### Problem A
According to the project description, what value of k is used in the K-Fold Cross Validation Grid Search?

### Provided text
╔══
LogisticRegression-ANN

Introduction

Using Logistic Regression and Artificial Neural Networks, we aim to classify clothes in the fasion-MNIST dataset. All models and optimization methods employed in this project were implemented from scratch.

The main activites to be delivered were stated by our professor as follows:

Activities Needed

Perform Logistic Regression as the baseline (first solution) to learn the 10 classes in the dataset. Use one-vs-all strategy to build a classification model. Keep in mind that you should obtain 10 classification models.
Perform Multinomial Logistic Regression (i.e., Softmax regression). It is a generalization of Logistic Regression to the case where we want to handle multiple lasses. What are the conclusions?
Move on to Neural Networks, using one hidden layer. You should implement your solution.
Extend your Neural Network to two hidden layers. Try different activation functions. Does the performance improve?
Pick your best model and plot the confusion matrix in the test set. What are the conclusions?
Prepare a 4-page (max.) report with all your findings. It is UP TO YOU to convince the reader that you are proficient on Logistic Regression and Neural Network, and the choices it entails.

Code Structure

NN Module containing the Neural Network implementation alongside with its helpers.
data Directory containing the target dataset Fasion Mnist.
notebooks The experiments and tests for the code are all builtin upon using jupyter notebooks in this directory.
SGD This module has the implementation of the Logistic Regresion and the Multinomial Logistic Regression.
helper In the module there helper functions to read the mnist data format, work with datasets and evaluate the algorithms.

Requirements

$ pip install -r requirements.txt --user

backcall==0.1.0
cycler==0.10.0
decorator==4.3.0
ipykernel==4.9.0
ipython==6.5.0
ipython-genutils==0.2.0
jedi==0.12.1
jupyter-client==5.2.3
jupyter-core==4.4.0
kiwisolver==1.0.1
matplotlib==2.2.3
numpy==1.15.1
pandas==0.23.4
parso==0.3.1
pexpect==4.6.0
pickleshare==0.7.4
prompt-toolkit==1.0.15
ptyprocess==0.6.0
pycurl==7.43.0
Pygments==2.2.0
pygobject==3.20.0
pyparsing==2.2.0
python-apt==1.1.0b1
python-dateutil==2.7.3
pytz==2018.5
pyzmq==17.1.2
scikit-learn==0.19.2
scipy==1.1.0
simplegeneric==0.8.1
six==1.11.0
sklearn==0.0
tornado==5.1
traitlets==4.3.2
wcwidth==0.1.7

Experiments and Reproduction

The experiments are all listed inside the ./notebooks directory and will describe bellow.

Logistic Regression

Compute the best hyperparameters (learning rate and number of iterations) using a K-Fold Cross Validation Grid Search, with k = 5.
Divide the Training set into Train and Validation using a constant random state (42) for future comparison.
Train the model and test is with the Validation set.

Multinomial Logistic Regression

The experiments for this method is really similar to the previous one.

Compute the best hyperparameters (learning rate and number of iterations) using a K-Fold Cross Validation Grid Search, with k = 5.
╚══
### Problem B
Count how many lines of the records below contain the string "path", with case counting, and give only that number.

### Input rows
╔══
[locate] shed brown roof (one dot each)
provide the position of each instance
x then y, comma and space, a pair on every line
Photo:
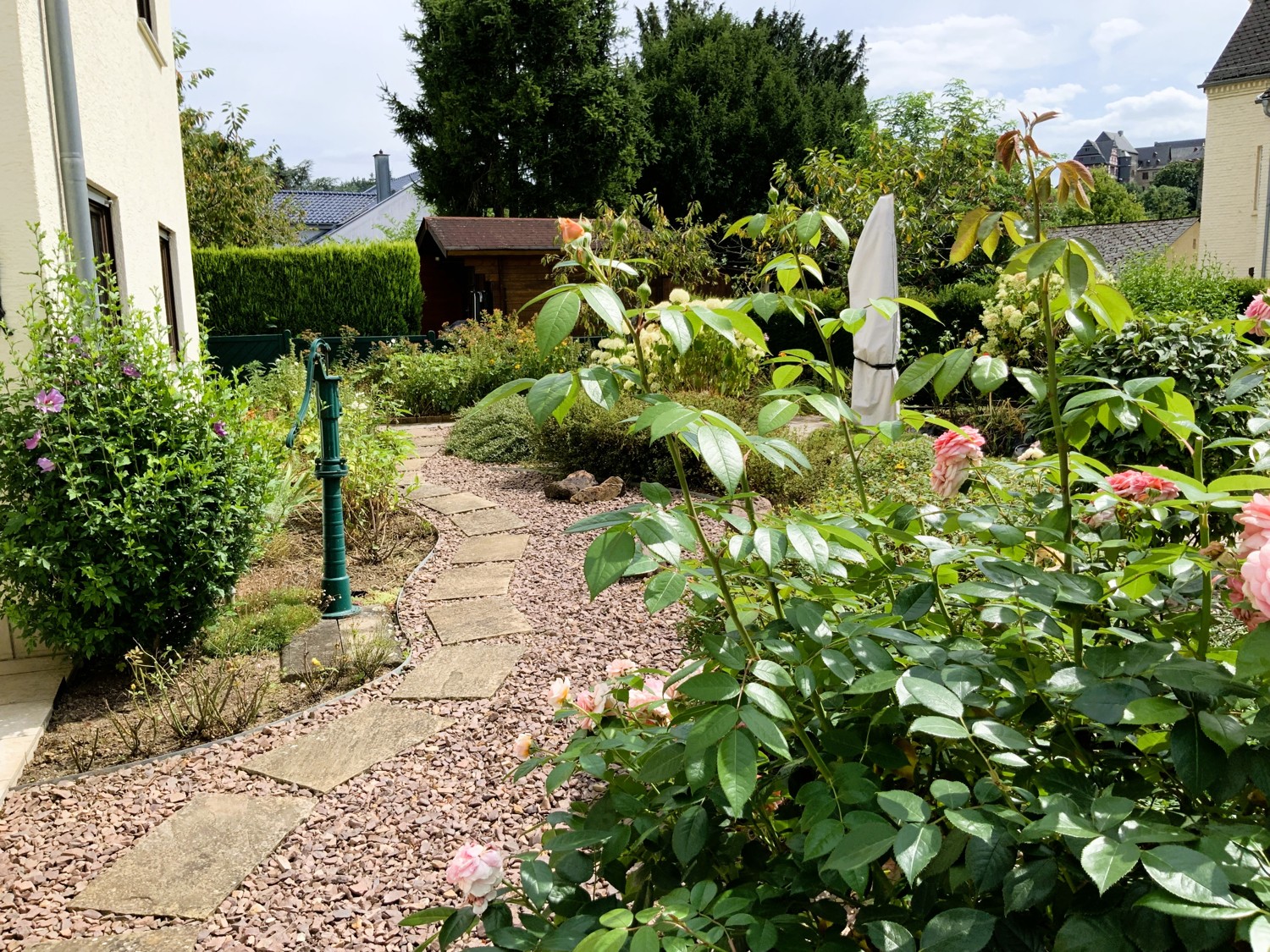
454, 234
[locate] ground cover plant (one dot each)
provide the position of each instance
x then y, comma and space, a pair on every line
997, 723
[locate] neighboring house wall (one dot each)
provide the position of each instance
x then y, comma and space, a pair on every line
129, 118
393, 212
1237, 152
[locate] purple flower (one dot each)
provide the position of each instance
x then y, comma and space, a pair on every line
50, 401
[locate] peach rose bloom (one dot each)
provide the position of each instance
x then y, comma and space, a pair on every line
1256, 581
559, 693
620, 668
1255, 520
569, 230
955, 454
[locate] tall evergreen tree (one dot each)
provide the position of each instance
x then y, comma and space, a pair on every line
729, 98
522, 108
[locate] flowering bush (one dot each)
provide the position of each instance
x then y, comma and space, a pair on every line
1011, 320
975, 726
131, 484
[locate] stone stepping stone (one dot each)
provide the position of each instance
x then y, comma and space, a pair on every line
427, 490
343, 748
472, 621
187, 865
174, 938
460, 673
472, 581
490, 548
457, 503
487, 522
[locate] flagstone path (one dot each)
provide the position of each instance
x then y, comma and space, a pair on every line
324, 832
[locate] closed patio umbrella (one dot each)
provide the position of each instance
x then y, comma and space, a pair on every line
875, 273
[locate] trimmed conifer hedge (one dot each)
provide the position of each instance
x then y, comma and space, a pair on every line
373, 287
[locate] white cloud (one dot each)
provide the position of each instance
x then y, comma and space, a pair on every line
926, 56
1107, 33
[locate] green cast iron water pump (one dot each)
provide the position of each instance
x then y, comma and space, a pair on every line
330, 469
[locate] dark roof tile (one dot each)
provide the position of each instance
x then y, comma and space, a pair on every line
1120, 241
1247, 53
454, 234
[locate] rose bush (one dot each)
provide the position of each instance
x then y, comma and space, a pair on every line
995, 724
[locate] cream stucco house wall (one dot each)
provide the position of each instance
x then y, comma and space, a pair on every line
131, 146
1237, 151
131, 157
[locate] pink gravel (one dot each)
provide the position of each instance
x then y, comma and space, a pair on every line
375, 848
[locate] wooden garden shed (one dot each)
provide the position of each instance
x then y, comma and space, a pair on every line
467, 266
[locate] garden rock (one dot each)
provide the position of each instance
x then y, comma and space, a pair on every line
571, 485
605, 492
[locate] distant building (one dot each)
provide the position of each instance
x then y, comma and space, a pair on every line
1176, 239
351, 216
1125, 164
1237, 165
1112, 151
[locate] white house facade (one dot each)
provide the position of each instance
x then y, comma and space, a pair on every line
121, 111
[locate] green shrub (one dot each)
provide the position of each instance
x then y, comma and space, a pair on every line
134, 512
1201, 360
262, 624
373, 287
484, 355
1155, 284
500, 433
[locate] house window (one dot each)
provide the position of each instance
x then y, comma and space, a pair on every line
169, 289
103, 234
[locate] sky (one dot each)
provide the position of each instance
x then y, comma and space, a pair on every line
312, 70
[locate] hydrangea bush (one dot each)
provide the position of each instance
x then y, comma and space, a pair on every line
997, 724
131, 482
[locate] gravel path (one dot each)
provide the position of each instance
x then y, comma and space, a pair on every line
375, 848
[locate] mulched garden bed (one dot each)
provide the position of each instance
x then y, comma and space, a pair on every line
99, 720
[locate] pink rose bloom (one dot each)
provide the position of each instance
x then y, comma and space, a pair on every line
1140, 487
1239, 602
620, 668
1255, 520
522, 746
475, 871
1257, 311
559, 693
648, 703
1256, 581
955, 454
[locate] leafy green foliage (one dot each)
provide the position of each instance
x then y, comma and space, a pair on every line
709, 79
1201, 360
500, 433
521, 109
262, 624
141, 515
320, 289
935, 154
229, 190
1110, 203
1153, 284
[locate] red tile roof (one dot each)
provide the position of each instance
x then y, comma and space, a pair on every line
452, 234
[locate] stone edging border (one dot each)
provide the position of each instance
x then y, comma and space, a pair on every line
249, 731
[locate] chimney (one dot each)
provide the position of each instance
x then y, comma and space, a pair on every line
383, 177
╚══
### Written response A
k = 5

### Written response B
2